*DATA LISTING*
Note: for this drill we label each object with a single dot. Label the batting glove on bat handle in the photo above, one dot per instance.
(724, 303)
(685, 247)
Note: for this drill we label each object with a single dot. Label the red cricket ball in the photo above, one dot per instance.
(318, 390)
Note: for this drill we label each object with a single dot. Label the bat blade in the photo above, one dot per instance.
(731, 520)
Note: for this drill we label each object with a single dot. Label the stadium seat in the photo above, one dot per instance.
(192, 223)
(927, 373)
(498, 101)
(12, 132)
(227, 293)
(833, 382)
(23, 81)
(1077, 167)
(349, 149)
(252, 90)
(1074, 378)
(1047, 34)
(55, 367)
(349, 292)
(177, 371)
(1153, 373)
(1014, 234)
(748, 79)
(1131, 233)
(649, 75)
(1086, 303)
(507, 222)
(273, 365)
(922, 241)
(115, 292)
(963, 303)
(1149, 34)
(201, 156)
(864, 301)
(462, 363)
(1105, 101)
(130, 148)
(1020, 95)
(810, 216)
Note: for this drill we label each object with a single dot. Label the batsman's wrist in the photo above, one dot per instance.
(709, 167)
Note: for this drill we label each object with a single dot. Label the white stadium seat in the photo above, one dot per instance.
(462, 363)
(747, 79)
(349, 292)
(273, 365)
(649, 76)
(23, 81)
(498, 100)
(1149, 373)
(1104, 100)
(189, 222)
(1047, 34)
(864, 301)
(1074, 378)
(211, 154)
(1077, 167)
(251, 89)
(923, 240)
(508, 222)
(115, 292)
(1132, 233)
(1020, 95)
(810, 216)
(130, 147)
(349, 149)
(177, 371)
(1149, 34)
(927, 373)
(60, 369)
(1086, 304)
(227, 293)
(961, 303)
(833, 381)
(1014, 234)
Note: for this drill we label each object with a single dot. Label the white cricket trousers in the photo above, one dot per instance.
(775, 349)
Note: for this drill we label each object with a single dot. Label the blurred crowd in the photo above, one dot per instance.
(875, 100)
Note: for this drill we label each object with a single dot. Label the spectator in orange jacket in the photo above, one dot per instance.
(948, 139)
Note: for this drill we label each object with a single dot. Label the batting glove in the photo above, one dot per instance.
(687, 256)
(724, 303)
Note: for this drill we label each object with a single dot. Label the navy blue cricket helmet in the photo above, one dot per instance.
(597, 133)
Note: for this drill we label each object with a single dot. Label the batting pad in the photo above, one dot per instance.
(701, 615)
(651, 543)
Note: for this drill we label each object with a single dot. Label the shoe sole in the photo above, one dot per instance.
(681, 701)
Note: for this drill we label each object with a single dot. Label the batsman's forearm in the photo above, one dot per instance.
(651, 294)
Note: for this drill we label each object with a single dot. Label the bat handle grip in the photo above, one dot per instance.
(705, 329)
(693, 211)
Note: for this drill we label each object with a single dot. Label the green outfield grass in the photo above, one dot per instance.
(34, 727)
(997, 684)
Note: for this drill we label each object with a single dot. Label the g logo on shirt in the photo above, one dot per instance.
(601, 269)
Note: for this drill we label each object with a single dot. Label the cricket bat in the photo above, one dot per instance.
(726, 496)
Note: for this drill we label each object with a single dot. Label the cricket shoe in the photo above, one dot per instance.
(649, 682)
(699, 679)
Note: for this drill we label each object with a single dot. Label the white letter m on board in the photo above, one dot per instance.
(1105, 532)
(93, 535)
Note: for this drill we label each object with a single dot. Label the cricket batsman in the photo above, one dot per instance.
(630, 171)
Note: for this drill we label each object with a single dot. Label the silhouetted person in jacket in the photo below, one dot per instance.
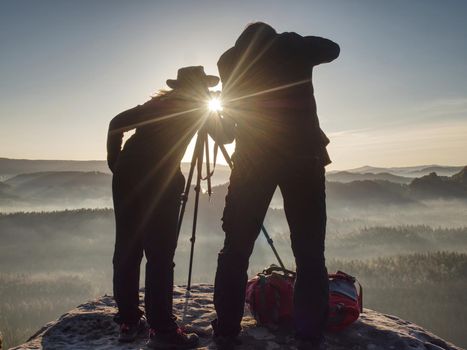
(147, 185)
(268, 93)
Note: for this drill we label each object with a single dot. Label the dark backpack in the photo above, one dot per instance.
(269, 296)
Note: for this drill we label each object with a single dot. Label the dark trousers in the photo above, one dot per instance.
(252, 185)
(146, 214)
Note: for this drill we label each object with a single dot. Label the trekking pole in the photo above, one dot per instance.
(202, 137)
(184, 198)
(265, 232)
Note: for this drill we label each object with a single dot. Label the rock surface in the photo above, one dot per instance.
(90, 326)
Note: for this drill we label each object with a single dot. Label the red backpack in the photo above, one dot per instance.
(269, 296)
(345, 303)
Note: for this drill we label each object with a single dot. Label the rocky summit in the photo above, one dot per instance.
(91, 326)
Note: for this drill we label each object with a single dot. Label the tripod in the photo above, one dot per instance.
(201, 148)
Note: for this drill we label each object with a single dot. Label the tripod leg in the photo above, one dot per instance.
(208, 165)
(198, 147)
(199, 167)
(266, 234)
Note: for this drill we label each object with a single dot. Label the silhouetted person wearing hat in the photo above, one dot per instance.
(268, 92)
(147, 185)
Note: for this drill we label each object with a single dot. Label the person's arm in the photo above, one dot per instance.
(320, 50)
(123, 122)
(118, 125)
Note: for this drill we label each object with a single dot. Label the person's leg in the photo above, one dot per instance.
(303, 189)
(250, 191)
(128, 250)
(159, 244)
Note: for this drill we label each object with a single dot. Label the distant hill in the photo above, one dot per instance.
(434, 186)
(68, 189)
(347, 176)
(12, 167)
(367, 193)
(409, 171)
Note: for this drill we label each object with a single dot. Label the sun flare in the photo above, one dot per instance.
(215, 104)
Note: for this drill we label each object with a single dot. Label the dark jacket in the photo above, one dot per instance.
(268, 91)
(164, 127)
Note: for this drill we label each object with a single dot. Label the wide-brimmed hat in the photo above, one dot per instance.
(192, 76)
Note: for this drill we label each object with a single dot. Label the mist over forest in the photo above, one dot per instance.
(401, 231)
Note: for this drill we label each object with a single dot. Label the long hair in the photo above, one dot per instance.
(257, 34)
(161, 93)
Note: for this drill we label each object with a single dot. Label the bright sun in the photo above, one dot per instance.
(215, 104)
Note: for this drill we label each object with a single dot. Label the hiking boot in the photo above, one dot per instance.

*WRITTEN TASK*
Switch "drill" to "exercise" everywhere in the rows above, and give all the rows again with nothing else changed. Leave the pictures out of your answer.

*WRITTEN RESPONSE*
Note: for this exercise we label each object with a single dot. Label the batting glove on bat handle in the photo above, one dot per instance.
(724, 303)
(685, 247)
Note: for this exercise we label each object with a single dot. Label the red cricket ball in the photo above, one dot per instance.
(318, 390)
Note: for this exercise we label each object with a single dot. Label the bat blade in the photo above, one dot per instance.
(731, 520)
Note: for this exercise we label each object with a single dot. Label the stadium seat in the photo above, one dot per instance.
(192, 223)
(927, 373)
(498, 101)
(12, 132)
(227, 293)
(833, 382)
(23, 81)
(1077, 167)
(349, 149)
(252, 90)
(1074, 378)
(1047, 34)
(55, 367)
(349, 292)
(177, 371)
(1153, 373)
(1014, 234)
(748, 79)
(1131, 233)
(649, 75)
(1086, 303)
(507, 222)
(273, 365)
(922, 241)
(115, 292)
(963, 303)
(1149, 34)
(201, 156)
(864, 301)
(462, 363)
(1105, 101)
(130, 148)
(1020, 95)
(810, 216)
Note: for this exercise we label each object with a single dot. Label the batsman's wrist in the photo above, one dot per instance.
(709, 167)
Note: for this exercise we label each object with a single dot. Label the white stadium seat in the photo above, one dot per instance.
(462, 363)
(747, 79)
(349, 292)
(273, 365)
(649, 76)
(23, 81)
(498, 100)
(1149, 373)
(1104, 100)
(189, 222)
(1047, 34)
(864, 301)
(1074, 378)
(211, 154)
(1077, 167)
(251, 89)
(923, 240)
(508, 222)
(115, 292)
(1132, 233)
(1020, 95)
(810, 216)
(130, 147)
(349, 149)
(177, 371)
(1149, 34)
(927, 373)
(60, 369)
(1086, 304)
(227, 293)
(961, 303)
(833, 381)
(1014, 234)
Note: for this exercise we label each object with a single dot. Label the white cricket trousers in the photo above, one dot per instance.
(775, 349)
Note: for this exercise we label each object with a single dot. Label the blurred crowd in the photo above, one dot per instance.
(875, 100)
Note: for this exercise we label each object with a single dot. Label the spectator in orange jacket in the photo above, one dot per instance.
(948, 139)
Note: for this exercise we label each object with a single dot. Label the batting glove in the photo above, one dot per instance.
(687, 256)
(724, 303)
Note: for this exercise we label each object with a single dot. Label the navy blue cricket helmet in the photo above, one dot per instance.
(597, 133)
Note: for this exercise we label each object with a single dot. Label the batting pad in the photo above, one dot per instance.
(701, 615)
(651, 543)
Note: for this exercise we label each object with a single dot. Label the shoe sole in the photo above, one dot per instance.
(681, 701)
Note: for this exercise we label each object with a single dot. Label the batsman's forearm in the photo above, one dot per instance.
(651, 294)
Note: for this exercise we label each object with a single dot. Label the bat handle grip in the photo above, one dot per instance.
(705, 329)
(693, 211)
Note: for this exercise we label each object with a single dot. Label the green outfield grass in the photo above, one dot per instance.
(34, 727)
(997, 684)
Note: for this exercise we label each object with a single dot. Label the g logo on shirt in the photo above, one dot per instance.
(601, 269)
Note: for this exercise we label each object with a single dot. Label the cricket bat in the photo above, one dot per instance.
(726, 496)
Note: for this exercise we label each object with a single dot. Label the cricket shoe in the photo above, one dot per instance.
(649, 682)
(699, 679)
Note: for this exercise we label each object with a single dot. Label the white letter m on board in the photo above, one dot per instance.
(1105, 532)
(93, 535)
Note: for this exercise we label each object with a single dot. Label the cricket batsman in the photo above, one dot per instance.
(630, 171)
Note: for this exercise we label each object with a single dot. Label the silhouetted person in jacket in the photo below, one dot per instance.
(147, 185)
(268, 93)
Note: for this exercise we label each object with a single dot. Label the dark backpack in the photo above, one dot per instance.
(269, 296)
Note: for this exercise we label each object with a single dot. Label the dark trousers in the photo above, one dot per instance.
(252, 185)
(146, 214)
Note: for this exercise we label each object with a single dot. Label the trekking pole in the photo above, one dot per instance.
(202, 137)
(184, 198)
(265, 232)
Note: for this exercise we label each object with a single dot. Label the rock surface in the photo above, one dot per instance.
(90, 326)
Note: for this exercise we label each object with a single dot. Label the red backpack in the photo above, one dot per instance.
(269, 296)
(345, 303)
Note: for this exercise we label each object with a single dot. Label the rocky summit in the photo above, one dot per instance.
(91, 326)
Note: for this exercise we label each object with a single dot. Label the tripod in the photo above, one dot per instance.
(201, 148)
Note: for this exercise we label each object with a single dot. Label the tripod leg in the photo above, one dot per instance.
(208, 165)
(198, 147)
(199, 167)
(266, 234)
Note: for this exercise we label each object with a single dot. Label the silhouetted person wearing hat in the photo above, one dot per instance.
(268, 92)
(147, 185)
Note: for this exercise we label each object with a single dot. Label the person's arm in the photo above, one dot per instance.
(320, 50)
(123, 122)
(118, 125)
Note: for this exercise we label each object with a single dot. Label the person's leg in the photo above, one dot per instance.
(303, 189)
(250, 191)
(128, 250)
(159, 244)
Note: for this exercise we label each object with a single dot. Label the distant hill in the photo above, one dot per instance.
(434, 186)
(68, 189)
(347, 176)
(12, 167)
(367, 193)
(409, 171)
Note: for this exercise we label each object with a single dot. Label the sun flare in the photo above, one dot per instance.
(215, 104)
Note: for this exercise we label each object with a single dot. Label the dark jacket in the photo above, one dot per instance.
(268, 91)
(164, 127)
Note: for this exercise we label each object with a single dot. Label the wide-brimmed hat in the photo above, one dot per instance.
(192, 76)
Note: for this exercise we label each object with a single dot. Label the mist over forest in the photo above, one dot per instance.
(401, 231)
Note: for this exercise we label each object with a single dot. Label the long hair in the photo above, one dot per instance.
(257, 34)
(161, 93)
Note: for this exercise we label each object with a single dot. Label the bright sun in the photo above, one dot per instance.
(215, 104)
Note: for this exercise we label each object with a single dot. Label the hiking boot in the photo above, one dot per instance.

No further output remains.